[Selected excerpt]

Argentine lawyer and politician

Nora Raquel Ginzburg (born 6 April 1949) is an Argentine lawyer and politician. She was a National Deputy for the city of Buenos Aires for the Recreate for Growth party from 2005 to 2009.

==Biography==
Nora Ginzburg was born on 6 April 1949. Of Jewish descent on her paternal side, her grandparents were killed by the Nazis in the Auschwitz concentration camp. She graduated as a lawyer in 1974, and began her career in public service as a municipal advisor for the city of Puerto San Julián from 1986 to 1987.

==Professional career==
In 1993, Ginzburg went to work for the municipal government of Buenos Aires and its Deliberative Council in various advisory positions. She was a member of the constitutional convention of the city of Buenos Aires for the Radical Civic Union in 1996. She entered the city's new government in various positions from 1997 to 2000. In 2001 she moved to the national government with a position in the Ministry of Homeland Security.

She was a member of the national Chamber of Deputies from December 2005 to 2009 for the Republican Proposal (PRO) alliance, which she left in 2008 due to differences with Federico Pinedo, and formed the Front for Citizen Rights. She was a member of the Commissions of Criminal Legislation, Foreign Relations and Worship, Homeland Security, National Defense, and Petitions, Powers, and Regulations.

In 2006, she defended the admission of Luis Patti to the Chamber:

The Patti issue is a very serious accusation. For a person convicted of crimes of that humanity, we would all have agreed not to admit them. Here, the serious thing is that there is only one request from a prosecutor asking for nullity for a dismissal issued years ago.

She was one of the legislators who chose not to attend a March 2006 session in which the Chamber repudiated the 1976 coup d'état because she considered it to be "a biased view of history."

Ginzburg was denounced as a homophobe for her claims during a 2008 parliamentary debate that homosexuals "have a disability for having children" and are "a capricious minority", but the National Institute Against Discrimination, Xenophobia and Racism (INADI) did not consider this complaint valid. As a member of the "Federal Proposal" coalition in the lower house, she belonged to a bloc that voted against civil unions, a law passed in December 2002 that legalized "the union freely formed by two people regardless of their sex."

She expressed her opposition to the Audiovisual Communication Services Law in 2009.

She also opposed a compulsory DNA extraction project to establish the identities of children of disappeared persons, arguing that it would violate the Pact of San José, the 5th article of which argues that everyone has the right to have their physical, mental, and moral integrity respected. In article 11, point 1, it expresses that every person has a right to the recognition of their dignity, and in point 2, that no one can be subjected to abusive interference in their private life or in their home.

Before the project was approved, while articulating her position on these premises in November 2009, Ginzburg was interrupted from the visitor's gallery by human rights activists, including the president of the Grandmothers of the Plaza de Mayo, Estela de Carlotto, who shouted demands that she be quiet. She responded that "...this is fascism. Victims have no more rights just because they are victims."

[/Selected excerpt]

* _Problem_
Copy the article on Nora Ginzburg from "Ginzburg was denounced" up to and including "Law in 2009.", swapping "capricious minority" for "noisy minority". Work only from the article on Nora Ginzburg.

[Information]

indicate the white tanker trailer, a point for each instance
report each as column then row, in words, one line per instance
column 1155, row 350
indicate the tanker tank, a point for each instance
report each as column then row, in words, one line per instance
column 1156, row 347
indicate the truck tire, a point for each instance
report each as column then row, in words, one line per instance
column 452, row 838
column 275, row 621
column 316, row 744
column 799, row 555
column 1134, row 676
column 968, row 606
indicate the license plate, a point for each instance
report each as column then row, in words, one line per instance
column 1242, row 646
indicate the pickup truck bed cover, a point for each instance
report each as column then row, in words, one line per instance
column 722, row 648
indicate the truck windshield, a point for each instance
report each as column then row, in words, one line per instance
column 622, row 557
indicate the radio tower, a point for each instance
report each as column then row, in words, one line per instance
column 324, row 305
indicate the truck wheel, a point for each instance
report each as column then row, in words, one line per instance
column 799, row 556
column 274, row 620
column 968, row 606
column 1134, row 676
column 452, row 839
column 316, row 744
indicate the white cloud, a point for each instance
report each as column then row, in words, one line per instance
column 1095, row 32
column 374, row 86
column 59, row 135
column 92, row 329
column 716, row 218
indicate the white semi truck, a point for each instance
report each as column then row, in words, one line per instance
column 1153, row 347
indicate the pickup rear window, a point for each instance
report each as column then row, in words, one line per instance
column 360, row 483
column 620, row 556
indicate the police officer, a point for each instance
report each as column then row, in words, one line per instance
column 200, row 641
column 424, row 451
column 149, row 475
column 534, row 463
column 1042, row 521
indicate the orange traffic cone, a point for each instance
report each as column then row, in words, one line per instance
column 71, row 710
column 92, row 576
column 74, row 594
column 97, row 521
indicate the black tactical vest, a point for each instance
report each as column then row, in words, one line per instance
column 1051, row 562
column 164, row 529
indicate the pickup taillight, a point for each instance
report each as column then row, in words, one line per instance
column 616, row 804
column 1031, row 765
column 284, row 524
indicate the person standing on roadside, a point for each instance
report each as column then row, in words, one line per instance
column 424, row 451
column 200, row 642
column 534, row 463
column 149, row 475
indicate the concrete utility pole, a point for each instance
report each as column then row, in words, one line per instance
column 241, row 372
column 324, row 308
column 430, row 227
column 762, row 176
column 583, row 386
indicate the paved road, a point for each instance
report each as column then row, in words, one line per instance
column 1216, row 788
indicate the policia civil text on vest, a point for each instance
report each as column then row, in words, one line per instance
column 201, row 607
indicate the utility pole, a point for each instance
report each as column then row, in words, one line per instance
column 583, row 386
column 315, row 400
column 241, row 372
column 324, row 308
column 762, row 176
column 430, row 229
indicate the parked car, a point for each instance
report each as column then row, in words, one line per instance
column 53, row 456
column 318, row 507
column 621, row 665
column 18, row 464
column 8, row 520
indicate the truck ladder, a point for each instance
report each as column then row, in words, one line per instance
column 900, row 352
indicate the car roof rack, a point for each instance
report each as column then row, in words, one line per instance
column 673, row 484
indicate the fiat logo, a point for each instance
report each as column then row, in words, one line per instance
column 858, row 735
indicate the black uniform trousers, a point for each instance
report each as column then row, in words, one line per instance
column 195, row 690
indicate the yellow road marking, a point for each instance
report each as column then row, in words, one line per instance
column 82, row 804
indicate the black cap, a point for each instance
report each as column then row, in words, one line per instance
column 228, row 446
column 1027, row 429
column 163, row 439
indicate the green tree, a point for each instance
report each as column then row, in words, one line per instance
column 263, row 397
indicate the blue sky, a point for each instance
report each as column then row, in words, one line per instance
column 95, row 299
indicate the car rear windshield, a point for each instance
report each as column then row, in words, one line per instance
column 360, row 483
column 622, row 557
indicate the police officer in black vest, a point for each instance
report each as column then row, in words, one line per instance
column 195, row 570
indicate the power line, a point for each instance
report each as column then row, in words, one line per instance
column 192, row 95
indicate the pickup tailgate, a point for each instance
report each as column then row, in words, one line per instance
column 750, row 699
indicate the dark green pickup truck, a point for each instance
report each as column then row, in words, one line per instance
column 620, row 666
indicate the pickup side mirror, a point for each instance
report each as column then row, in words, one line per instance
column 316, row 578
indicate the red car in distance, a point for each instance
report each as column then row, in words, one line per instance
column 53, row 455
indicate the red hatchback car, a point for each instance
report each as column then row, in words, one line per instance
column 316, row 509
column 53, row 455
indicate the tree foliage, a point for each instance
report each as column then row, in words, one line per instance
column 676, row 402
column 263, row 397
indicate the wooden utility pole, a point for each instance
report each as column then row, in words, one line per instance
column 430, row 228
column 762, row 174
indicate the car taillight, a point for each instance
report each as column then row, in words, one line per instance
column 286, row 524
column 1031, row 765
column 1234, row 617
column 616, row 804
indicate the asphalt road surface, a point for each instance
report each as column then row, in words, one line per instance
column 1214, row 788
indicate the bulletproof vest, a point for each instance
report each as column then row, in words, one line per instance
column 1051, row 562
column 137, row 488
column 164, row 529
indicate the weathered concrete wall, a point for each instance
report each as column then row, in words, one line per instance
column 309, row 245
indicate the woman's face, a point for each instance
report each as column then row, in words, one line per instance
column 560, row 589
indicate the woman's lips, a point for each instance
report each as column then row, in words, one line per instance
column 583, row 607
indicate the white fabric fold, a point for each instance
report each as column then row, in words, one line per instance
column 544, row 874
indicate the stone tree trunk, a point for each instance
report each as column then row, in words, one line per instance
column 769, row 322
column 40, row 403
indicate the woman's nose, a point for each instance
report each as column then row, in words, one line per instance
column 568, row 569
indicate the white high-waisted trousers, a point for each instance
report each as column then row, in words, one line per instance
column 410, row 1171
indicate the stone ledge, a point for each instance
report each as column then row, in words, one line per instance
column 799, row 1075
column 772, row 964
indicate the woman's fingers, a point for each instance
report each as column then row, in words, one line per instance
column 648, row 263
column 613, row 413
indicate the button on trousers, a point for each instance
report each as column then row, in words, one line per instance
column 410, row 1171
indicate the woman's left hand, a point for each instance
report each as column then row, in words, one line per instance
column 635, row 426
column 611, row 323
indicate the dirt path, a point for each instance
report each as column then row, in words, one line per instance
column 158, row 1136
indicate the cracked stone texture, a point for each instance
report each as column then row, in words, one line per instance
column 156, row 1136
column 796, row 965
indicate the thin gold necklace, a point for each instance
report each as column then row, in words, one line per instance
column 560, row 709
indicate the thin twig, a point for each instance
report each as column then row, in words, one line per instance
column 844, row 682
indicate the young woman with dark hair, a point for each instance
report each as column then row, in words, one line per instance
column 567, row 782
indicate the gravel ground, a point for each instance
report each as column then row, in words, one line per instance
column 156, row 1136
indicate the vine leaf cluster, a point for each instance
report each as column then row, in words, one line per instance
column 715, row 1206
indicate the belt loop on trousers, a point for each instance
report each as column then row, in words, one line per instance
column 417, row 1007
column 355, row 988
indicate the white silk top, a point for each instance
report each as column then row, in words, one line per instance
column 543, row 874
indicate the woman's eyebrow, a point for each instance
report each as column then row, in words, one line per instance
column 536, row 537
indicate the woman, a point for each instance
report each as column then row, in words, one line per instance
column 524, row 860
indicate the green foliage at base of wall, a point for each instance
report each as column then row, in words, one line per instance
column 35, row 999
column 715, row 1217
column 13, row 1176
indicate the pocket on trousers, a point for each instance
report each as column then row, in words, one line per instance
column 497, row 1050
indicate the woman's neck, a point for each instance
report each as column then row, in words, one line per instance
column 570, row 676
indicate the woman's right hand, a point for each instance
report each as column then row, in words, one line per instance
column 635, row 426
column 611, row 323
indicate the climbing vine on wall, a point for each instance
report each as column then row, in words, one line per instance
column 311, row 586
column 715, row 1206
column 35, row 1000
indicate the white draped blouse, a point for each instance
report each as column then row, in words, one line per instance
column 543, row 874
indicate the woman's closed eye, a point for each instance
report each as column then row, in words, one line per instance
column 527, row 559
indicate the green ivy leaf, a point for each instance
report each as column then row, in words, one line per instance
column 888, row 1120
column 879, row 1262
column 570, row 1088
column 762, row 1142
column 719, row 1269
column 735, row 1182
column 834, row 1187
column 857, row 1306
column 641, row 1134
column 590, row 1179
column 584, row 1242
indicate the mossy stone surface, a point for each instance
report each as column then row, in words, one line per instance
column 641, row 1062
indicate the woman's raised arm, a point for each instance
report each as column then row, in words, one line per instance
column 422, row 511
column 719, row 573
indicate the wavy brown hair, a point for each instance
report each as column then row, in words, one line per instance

[/Information]

* _Response to the task_
Ginzburg was denounced as a homophobe for her claims during a 2008 parliamentary debate that homosexuals "have a disability for having children" and are "a noisy minority", but the National Institute Against Discrimination, Xenophobia and Racism (INADI) did not consider this complaint valid. As a member of the "Federal Proposal" coalition in the lower house, she belonged to a bloc that voted against civil unions, a law passed in December 2002 that legalized "the union freely formed by two people regardless of their sex."

She expressed her opposition to the Audiovisual Communication Services Law in 2009.